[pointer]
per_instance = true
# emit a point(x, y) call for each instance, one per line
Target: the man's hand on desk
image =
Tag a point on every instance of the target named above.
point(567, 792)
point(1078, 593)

::::

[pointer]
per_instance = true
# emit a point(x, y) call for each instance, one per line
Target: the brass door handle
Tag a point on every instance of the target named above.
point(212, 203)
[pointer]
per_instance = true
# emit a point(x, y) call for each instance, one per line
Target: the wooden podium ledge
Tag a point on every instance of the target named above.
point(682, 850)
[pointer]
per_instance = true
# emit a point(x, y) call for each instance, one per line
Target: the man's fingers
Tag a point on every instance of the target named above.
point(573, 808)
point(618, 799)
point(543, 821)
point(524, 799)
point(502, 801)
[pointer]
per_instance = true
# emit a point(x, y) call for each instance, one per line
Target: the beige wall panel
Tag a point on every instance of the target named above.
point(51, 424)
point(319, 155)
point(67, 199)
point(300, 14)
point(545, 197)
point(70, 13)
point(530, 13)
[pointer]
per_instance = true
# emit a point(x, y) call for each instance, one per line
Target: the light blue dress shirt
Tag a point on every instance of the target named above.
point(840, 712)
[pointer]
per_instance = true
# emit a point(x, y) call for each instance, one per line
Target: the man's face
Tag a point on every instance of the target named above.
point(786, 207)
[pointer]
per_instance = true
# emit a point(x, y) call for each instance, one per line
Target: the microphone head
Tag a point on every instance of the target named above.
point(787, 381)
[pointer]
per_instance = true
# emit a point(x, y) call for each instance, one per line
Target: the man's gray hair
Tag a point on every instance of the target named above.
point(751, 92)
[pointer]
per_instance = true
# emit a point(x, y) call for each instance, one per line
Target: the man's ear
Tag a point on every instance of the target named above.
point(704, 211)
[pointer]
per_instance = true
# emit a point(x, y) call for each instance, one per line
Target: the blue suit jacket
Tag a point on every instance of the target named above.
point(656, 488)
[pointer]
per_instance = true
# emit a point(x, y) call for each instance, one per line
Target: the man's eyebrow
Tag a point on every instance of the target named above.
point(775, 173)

::::

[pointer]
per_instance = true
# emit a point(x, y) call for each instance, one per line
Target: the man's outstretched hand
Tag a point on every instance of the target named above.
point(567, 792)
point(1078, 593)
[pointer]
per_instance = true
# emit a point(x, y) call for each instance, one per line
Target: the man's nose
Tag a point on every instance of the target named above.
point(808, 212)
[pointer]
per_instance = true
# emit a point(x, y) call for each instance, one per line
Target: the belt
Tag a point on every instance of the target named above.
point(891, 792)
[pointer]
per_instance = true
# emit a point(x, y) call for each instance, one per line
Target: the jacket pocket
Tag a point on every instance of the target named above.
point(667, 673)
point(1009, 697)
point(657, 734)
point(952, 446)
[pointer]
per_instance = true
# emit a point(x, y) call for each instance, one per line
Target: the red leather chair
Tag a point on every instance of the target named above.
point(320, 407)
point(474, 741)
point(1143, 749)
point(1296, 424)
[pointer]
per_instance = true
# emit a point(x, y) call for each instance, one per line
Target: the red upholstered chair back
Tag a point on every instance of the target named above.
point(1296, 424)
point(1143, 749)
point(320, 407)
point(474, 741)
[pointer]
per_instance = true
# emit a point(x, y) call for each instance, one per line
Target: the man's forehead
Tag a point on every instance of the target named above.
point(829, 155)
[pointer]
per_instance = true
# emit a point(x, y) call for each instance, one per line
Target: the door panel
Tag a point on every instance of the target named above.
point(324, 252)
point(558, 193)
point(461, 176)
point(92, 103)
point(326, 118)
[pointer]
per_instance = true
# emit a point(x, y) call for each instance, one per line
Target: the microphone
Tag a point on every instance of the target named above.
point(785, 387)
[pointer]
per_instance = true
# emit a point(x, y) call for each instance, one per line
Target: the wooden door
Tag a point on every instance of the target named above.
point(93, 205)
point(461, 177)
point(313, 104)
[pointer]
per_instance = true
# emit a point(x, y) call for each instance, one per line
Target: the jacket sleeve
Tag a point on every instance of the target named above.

::::

Select every line in the three blocks of records above that contains the word "door", and copy each one out in full.

- FINAL RESULT
Target: the brass door handle
Target: the door panel
Target: the wooden door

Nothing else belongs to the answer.